Count the lines in the rows below that contain the string "chunk". Reply with only that number.
----
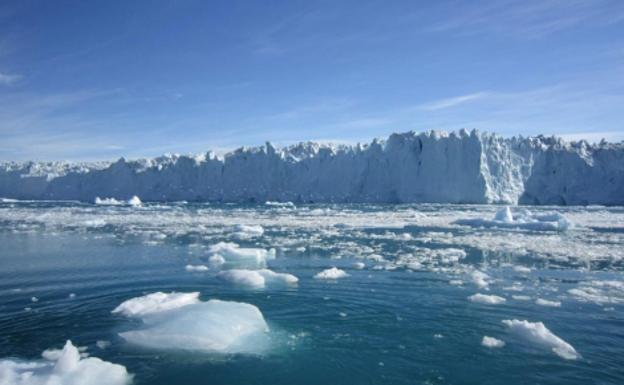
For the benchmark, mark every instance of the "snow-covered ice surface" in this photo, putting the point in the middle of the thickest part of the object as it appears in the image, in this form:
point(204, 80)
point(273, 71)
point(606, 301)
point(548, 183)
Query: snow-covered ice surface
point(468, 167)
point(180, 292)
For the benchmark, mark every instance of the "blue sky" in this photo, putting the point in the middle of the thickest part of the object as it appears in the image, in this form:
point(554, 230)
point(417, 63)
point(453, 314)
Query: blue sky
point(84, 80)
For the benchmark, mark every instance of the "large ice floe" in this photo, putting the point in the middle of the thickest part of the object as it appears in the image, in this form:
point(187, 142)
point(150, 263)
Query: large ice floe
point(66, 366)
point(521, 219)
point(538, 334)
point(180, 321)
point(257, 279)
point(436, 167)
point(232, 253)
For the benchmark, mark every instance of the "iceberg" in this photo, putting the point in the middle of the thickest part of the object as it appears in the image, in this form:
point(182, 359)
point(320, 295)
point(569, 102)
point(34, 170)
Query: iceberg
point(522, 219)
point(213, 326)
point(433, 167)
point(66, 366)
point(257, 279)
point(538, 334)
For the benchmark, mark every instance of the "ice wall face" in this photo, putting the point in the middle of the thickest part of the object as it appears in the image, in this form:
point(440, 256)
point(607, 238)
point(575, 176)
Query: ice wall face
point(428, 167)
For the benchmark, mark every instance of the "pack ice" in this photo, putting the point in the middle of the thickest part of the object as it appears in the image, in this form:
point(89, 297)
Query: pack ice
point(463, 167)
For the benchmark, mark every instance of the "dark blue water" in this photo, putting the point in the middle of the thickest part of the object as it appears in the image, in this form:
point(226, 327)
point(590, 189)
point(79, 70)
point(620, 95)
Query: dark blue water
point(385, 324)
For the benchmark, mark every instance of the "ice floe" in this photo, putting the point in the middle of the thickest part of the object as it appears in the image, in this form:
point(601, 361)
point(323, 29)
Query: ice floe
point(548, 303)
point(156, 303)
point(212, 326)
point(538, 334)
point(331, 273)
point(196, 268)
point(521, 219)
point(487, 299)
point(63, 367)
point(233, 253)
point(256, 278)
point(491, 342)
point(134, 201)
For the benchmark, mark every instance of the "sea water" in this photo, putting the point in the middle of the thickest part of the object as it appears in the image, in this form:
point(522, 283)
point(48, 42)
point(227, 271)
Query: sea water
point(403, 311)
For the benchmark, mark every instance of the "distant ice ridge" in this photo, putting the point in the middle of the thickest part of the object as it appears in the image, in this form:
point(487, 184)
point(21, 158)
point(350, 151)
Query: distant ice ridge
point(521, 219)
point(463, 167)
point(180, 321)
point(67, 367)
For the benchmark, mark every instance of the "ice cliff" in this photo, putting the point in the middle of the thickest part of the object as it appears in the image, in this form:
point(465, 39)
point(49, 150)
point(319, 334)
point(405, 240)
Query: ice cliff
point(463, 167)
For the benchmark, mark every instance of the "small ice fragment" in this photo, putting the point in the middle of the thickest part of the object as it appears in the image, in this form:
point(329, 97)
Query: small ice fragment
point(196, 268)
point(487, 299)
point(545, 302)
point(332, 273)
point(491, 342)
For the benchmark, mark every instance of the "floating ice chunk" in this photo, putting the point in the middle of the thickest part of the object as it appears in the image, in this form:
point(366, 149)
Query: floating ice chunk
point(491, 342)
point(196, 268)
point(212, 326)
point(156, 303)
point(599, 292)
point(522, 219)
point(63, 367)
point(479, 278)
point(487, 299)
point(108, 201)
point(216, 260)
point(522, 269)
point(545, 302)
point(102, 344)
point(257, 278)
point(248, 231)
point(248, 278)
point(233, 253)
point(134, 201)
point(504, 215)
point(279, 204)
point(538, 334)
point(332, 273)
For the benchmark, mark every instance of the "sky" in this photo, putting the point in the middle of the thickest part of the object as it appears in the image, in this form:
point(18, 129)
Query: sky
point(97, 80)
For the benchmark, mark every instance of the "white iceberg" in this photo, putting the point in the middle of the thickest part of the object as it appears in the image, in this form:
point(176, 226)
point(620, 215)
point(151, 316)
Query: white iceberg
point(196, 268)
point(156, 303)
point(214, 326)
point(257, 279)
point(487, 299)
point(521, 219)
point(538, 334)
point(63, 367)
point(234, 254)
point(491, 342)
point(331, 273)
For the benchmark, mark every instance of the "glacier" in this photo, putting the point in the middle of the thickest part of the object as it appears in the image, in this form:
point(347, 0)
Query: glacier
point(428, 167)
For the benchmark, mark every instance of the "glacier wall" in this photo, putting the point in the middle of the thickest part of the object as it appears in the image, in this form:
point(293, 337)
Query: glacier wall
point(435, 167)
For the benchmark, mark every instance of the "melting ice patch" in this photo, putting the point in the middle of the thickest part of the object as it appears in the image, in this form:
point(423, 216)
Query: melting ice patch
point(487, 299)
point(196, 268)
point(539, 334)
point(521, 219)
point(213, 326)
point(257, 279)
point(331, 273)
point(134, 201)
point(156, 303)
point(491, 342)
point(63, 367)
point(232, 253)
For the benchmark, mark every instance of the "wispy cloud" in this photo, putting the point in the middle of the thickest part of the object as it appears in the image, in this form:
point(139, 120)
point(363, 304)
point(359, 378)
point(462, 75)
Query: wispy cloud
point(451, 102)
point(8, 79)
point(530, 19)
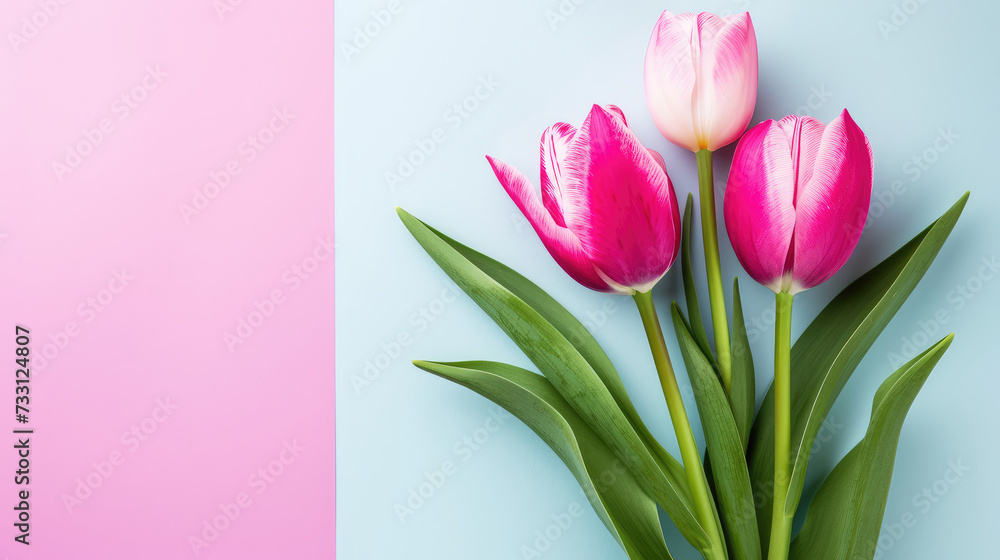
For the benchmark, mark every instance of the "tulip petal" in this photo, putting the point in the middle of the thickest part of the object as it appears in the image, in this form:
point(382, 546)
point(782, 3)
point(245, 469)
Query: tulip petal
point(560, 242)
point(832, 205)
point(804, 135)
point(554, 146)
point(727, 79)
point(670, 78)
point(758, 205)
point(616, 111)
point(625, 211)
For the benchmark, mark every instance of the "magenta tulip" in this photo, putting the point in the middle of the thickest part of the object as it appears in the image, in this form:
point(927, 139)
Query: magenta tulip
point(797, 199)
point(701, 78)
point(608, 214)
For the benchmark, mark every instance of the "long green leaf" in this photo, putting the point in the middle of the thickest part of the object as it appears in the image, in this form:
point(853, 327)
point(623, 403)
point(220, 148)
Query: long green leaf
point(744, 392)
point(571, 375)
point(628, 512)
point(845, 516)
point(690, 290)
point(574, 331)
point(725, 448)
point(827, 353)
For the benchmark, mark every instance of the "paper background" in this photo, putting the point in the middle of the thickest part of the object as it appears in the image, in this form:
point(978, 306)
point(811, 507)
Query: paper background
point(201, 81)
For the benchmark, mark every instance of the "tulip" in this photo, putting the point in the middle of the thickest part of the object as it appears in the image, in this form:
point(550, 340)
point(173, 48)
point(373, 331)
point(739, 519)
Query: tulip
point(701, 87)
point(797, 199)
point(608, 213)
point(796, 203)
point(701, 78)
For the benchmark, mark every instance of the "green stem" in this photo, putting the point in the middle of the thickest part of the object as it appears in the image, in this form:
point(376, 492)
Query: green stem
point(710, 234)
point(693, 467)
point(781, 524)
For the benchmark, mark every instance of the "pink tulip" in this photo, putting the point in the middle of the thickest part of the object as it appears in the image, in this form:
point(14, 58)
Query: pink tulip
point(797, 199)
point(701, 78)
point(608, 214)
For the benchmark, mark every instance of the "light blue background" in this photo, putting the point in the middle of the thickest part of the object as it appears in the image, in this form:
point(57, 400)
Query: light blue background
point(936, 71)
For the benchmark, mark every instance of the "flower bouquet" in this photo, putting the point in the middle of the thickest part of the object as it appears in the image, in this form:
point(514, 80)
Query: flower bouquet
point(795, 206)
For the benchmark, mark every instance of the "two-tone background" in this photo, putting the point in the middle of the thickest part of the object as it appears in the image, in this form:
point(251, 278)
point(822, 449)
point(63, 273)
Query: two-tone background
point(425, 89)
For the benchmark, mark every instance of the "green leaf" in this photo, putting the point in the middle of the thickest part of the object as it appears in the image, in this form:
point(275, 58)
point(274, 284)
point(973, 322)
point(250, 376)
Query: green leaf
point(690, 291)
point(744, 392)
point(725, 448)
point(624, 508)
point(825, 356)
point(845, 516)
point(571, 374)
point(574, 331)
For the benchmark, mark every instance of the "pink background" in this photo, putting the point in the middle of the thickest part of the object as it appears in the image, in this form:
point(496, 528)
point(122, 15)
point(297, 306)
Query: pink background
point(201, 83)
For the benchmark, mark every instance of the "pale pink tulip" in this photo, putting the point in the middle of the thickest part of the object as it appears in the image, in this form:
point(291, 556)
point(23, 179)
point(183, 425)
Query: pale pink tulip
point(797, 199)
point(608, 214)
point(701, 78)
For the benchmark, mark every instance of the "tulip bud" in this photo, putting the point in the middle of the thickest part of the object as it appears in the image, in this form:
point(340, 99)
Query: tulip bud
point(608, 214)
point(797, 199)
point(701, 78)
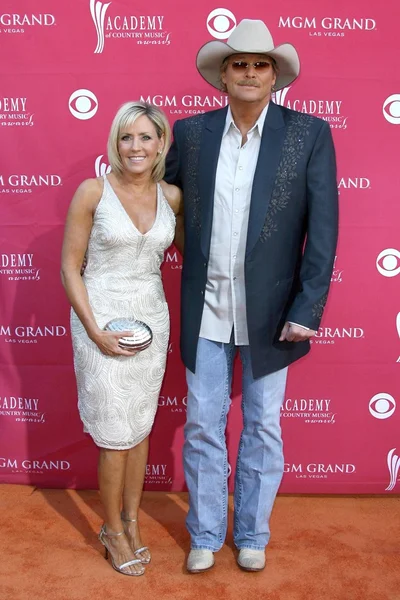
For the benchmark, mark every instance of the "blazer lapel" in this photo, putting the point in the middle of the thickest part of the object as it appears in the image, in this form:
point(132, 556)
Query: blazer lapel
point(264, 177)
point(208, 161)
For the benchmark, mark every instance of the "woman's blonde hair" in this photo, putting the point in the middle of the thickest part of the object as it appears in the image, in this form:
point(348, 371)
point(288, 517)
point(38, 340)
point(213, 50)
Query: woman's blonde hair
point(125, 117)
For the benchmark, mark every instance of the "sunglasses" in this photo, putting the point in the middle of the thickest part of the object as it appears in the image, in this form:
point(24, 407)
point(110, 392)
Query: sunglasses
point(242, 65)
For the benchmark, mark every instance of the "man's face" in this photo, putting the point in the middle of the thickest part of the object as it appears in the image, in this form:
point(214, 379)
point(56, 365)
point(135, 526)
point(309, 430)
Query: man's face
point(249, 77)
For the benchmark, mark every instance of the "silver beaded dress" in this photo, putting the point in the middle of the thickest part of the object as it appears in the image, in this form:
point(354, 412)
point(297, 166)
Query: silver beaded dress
----
- Task result
2